**PROVIDED DATA:**

####

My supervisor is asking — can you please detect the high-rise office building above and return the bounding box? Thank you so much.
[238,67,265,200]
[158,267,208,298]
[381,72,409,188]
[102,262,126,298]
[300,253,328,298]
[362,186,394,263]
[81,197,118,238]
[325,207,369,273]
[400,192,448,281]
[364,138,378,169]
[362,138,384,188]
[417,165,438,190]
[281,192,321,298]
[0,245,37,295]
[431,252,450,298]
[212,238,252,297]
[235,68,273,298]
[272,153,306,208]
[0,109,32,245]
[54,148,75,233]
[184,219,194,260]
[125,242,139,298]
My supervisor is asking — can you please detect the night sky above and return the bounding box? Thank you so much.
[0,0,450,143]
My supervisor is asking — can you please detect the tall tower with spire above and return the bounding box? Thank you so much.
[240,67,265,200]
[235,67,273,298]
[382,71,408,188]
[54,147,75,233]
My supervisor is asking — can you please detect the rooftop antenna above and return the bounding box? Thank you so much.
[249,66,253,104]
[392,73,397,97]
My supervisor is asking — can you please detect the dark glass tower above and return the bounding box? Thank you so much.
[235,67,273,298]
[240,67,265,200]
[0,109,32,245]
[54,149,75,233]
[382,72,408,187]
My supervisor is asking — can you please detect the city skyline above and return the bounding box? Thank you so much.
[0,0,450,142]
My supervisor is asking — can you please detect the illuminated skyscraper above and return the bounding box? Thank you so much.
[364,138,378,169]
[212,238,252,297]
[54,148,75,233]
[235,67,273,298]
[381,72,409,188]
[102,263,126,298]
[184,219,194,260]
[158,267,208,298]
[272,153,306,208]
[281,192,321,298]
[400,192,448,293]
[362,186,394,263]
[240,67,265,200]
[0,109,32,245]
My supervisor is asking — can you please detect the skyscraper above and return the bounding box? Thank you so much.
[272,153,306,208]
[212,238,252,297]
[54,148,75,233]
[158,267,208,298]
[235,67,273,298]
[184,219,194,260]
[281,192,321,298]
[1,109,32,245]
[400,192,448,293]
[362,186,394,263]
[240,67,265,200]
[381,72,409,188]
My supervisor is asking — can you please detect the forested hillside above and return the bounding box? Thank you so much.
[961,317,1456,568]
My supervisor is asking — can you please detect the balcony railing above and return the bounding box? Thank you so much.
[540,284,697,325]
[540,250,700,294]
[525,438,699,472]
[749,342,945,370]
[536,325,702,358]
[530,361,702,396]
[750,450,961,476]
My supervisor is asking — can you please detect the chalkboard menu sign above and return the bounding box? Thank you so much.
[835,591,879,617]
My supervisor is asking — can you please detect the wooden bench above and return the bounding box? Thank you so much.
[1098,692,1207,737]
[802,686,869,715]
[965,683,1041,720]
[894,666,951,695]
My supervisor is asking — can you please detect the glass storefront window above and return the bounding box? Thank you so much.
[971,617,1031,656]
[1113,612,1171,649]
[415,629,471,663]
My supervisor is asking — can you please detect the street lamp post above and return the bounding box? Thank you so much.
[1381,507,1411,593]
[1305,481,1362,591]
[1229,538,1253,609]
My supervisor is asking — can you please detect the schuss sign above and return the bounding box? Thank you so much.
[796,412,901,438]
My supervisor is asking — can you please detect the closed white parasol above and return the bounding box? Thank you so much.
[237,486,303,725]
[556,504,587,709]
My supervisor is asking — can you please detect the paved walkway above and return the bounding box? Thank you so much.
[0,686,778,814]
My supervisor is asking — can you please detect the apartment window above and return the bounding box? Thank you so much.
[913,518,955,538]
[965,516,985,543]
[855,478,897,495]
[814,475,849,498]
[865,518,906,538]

####

**EXERCISE DESCRIPTION:** Arrange every line of the records above as a JSON list of strings, one string per line, leaving out blank lines.

**ANSWER TO THIS EXERCISE:**
[
  "My supervisor is asking — can you please detect the high-rise office building above and return the bounding box? Thank you so much.",
  "[238,67,265,200]",
  "[158,267,208,298]",
  "[381,72,409,188]",
  "[102,262,126,298]",
  "[300,253,328,298]",
  "[362,186,394,263]",
  "[81,197,118,238]",
  "[325,207,369,273]",
  "[400,192,448,281]",
  "[364,138,378,169]",
  "[362,138,384,188]",
  "[417,165,438,190]",
  "[281,192,321,298]",
  "[0,245,37,295]",
  "[431,252,450,298]",
  "[212,238,252,297]",
  "[235,68,273,298]",
  "[272,153,306,208]",
  "[0,109,32,245]",
  "[54,148,75,233]",
  "[184,219,194,260]",
  "[125,242,139,298]",
  "My supervisor is asking — can you please detect the night sky above and return the bounding box? Thank you so much.",
  "[0,0,450,143]",
  "My supervisor is asking — can you please detect the tall tower with spire above and return the bounding box? Thank you so much.",
  "[240,67,265,200]",
  "[235,67,273,298]",
  "[382,71,408,188]",
  "[54,147,75,233]",
  "My supervisor is asking — can you please detect the rooftop antenna above and return the bounding box? Thank you so much.",
  "[249,66,253,104]",
  "[392,73,397,97]",
  "My supervisor is asking — can you please detect the dark glass tower above and return the bounding box? Thank you so much.",
  "[235,67,273,298]",
  "[240,67,265,200]",
  "[0,109,32,245]",
  "[54,149,75,233]",
  "[382,72,408,187]",
  "My supervisor is asking — can you please detect the city skyline above and return the bounding box? Thank you so much.",
  "[0,0,450,142]",
  "My supervisor is asking — can you please detect the illuminated skyscraper above and return the bounding box? Thank you so much.",
  "[364,138,378,169]",
  "[212,238,252,297]",
  "[54,148,75,233]",
  "[235,67,273,298]",
  "[381,72,409,188]",
  "[102,263,126,298]",
  "[184,219,194,260]",
  "[158,267,208,298]",
  "[272,153,306,208]",
  "[281,192,321,298]",
  "[400,192,448,293]",
  "[362,186,394,263]",
  "[240,67,265,200]",
  "[0,109,32,245]",
  "My supervisor is asking — can you please detect the skyscraper above and return the bounding box? Thank you so much.",
  "[272,153,306,208]",
  "[212,238,252,297]",
  "[54,148,75,233]",
  "[158,267,208,298]",
  "[235,67,273,298]",
  "[184,219,194,260]",
  "[281,192,321,298]",
  "[1,109,32,245]",
  "[400,192,448,293]",
  "[362,186,394,263]",
  "[240,67,265,200]",
  "[381,72,409,188]",
  "My supervisor is asking — can you please detect the forested hillside above and return the bounding box? Thank you so much.",
  "[961,317,1456,568]",
  "My supervisor is asking — can you please detect the balcony railing above and return the bounding box? Thank you so much.",
  "[540,284,697,325]",
  "[540,250,700,294]",
  "[525,438,699,472]",
  "[749,342,945,370]",
  "[536,325,702,358]",
  "[530,361,702,396]",
  "[750,450,961,476]",
  "My supervisor is asking — can you please detect the chalkboard menu sign above and return the bounding box? Thank you so much.",
  "[835,591,879,617]",
  "My supervisor is asking — can you please detect the wooden bench above and return the bounding box? Thank you so much.",
  "[1098,692,1207,737]",
  "[802,686,869,715]",
  "[965,683,1041,720]",
  "[894,666,951,695]",
  "My supervisor is asking — can you please detect the glass storefront window above and return the bounding box? Thank you so much.",
  "[971,617,1031,656]",
  "[1113,612,1171,649]",
  "[415,629,471,663]",
  "My supervisor is asking — can you please detect the street lamp post above and return the bounding box? Thank you so much.",
  "[1381,507,1411,593]",
  "[1305,481,1362,591]",
  "[1229,538,1253,609]",
  "My supervisor is asking — can you please detect the schuss sign above and return the bounding box? Thank you so much.",
  "[796,412,901,438]",
  "My supervisor is asking — can you please detect the closed white parasol above and return the bounding box? Thank you so much.",
  "[237,486,303,725]",
  "[556,504,587,709]",
  "My supervisor is asking — can you please detect the paved walkway above and return the bounding box? Thank you so much.",
  "[0,686,778,814]",
  "My supervisor is asking — can you please detect the apartment window above and return the bounding box? Thank you so much.",
  "[913,518,955,538]",
  "[965,516,985,543]",
  "[855,478,897,495]",
  "[814,475,849,498]",
  "[865,518,906,538]"
]